BEGIN Dataset excerpts

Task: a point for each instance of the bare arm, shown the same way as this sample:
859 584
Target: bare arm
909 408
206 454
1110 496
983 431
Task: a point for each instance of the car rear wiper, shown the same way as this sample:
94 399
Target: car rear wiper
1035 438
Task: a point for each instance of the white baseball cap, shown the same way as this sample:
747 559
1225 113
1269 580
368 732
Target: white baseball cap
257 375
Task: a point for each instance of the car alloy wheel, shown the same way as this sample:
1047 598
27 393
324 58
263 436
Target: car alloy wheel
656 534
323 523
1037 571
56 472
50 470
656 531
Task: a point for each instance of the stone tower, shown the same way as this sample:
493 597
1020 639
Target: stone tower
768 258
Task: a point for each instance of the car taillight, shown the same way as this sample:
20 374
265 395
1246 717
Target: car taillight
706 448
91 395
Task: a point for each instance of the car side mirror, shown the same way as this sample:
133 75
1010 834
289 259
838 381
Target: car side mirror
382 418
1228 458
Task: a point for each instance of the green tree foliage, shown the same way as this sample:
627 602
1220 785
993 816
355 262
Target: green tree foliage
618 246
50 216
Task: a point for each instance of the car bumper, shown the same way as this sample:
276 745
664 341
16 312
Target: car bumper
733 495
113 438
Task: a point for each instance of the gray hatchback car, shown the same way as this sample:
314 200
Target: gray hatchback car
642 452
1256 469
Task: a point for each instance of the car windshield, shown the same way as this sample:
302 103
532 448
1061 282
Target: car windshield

END Dataset excerpts

(Your goal): The records above should be transcribed in full, with no differences.

(Solution to this problem):
Task: a point for each instance of the bare arm, shown the same way as this sample:
859 584
Target: bare arm
909 408
206 454
1110 496
983 431
Task: a point for each instance of the car rear wiper, shown the same way as this sample:
94 399
Target: car rear wiper
1035 438
Task: a point for each instance of the white baseball cap, shown the same way as this sample:
747 559
1225 113
1269 580
368 732
Target: white baseball cap
257 375
Task: a point for each instance of the car alloy wheel, shown the same way as this sample:
1047 598
27 393
324 58
263 436
Target: car alloy wheel
656 534
323 523
1037 571
56 472
50 470
656 531
Task: a point for each instance of the stone tower, shown the same way as this sample:
493 597
1020 639
Target: stone tower
768 258
Task: a point for each instance of the car taillight, shown the same way as this sample:
20 374
265 395
1246 717
Target: car taillight
706 448
91 395
Task: a point for each instance of the car side mirror, shown the same way as this sample:
133 75
1010 834
289 259
838 381
Target: car side mirror
382 418
1228 458
Task: a point for each instance of the green tree foliage, shown the same way as this sample:
627 602
1220 785
993 816
355 262
Target: green tree foliage
618 246
50 216
Task: a point for each instance of the car bumper, shown the same way as this sample:
276 745
664 341
16 312
Target: car bumper
733 495
113 438
Task: a point for each instance of the gray hatchback car, shown the same way as this sample:
314 200
Target: gray hatchback car
642 452
1256 469
Task: a point for each instance of the car windshield, shown the same way as this sample:
302 103
532 448
1061 282
Target: car windshield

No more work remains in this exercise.